» **GOAL OF THE EXERCISE**
Reproduce the stretch of rows below from the line containing "Guideline: for every instance of the white wall, the" through the line containing "<point>64,57</point>", both included, with the guideline text unchanged. Shift every x and y coordinate in the answer points up by 104.

» **DATA PROVIDED**
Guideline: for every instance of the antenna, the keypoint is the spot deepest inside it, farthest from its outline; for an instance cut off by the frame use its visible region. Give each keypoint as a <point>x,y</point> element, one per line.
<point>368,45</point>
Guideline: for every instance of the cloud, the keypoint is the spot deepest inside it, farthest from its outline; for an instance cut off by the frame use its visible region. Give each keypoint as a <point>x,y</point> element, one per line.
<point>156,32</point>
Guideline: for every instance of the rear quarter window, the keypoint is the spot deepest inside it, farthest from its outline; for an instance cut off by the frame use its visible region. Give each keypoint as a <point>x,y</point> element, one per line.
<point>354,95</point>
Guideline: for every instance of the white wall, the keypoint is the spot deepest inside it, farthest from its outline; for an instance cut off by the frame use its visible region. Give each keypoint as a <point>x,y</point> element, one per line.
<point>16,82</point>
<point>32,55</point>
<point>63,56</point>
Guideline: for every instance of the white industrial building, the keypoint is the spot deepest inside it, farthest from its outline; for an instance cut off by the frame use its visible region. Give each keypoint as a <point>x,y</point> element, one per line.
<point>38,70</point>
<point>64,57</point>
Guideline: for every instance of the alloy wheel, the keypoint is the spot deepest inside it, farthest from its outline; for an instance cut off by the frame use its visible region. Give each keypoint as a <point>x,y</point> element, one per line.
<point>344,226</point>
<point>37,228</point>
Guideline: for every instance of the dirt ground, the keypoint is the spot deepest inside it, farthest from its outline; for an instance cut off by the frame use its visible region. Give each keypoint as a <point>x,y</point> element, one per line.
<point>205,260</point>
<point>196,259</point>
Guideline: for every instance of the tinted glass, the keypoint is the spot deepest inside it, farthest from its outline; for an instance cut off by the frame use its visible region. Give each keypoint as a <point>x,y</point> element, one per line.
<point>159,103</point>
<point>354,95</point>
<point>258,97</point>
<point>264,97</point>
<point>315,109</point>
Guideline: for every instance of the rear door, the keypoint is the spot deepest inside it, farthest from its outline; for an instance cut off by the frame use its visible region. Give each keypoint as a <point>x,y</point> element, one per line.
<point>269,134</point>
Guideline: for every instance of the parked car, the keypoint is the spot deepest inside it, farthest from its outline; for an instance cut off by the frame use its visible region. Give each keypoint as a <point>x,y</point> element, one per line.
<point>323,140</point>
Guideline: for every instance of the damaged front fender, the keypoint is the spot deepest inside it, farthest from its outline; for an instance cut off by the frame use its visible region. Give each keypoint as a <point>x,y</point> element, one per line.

» **THE RESPONSE**
Guideline: for every instance of the white wall, the keypoint is the spot deepest inside it, farthest from its outline; for an instance cut off by the frame use its visible region. Give each keypoint as a <point>x,y</point> element, one per line.
<point>120,186</point>
<point>136,159</point>
<point>167,160</point>
Guideline: for every instance of the white industrial building, the keypoint is the spot deepest inside it, farthest from its outline; for an instance cut off by the frame use its visible region. Give each keypoint as a <point>x,y</point> element, one per line.
<point>142,174</point>
<point>168,161</point>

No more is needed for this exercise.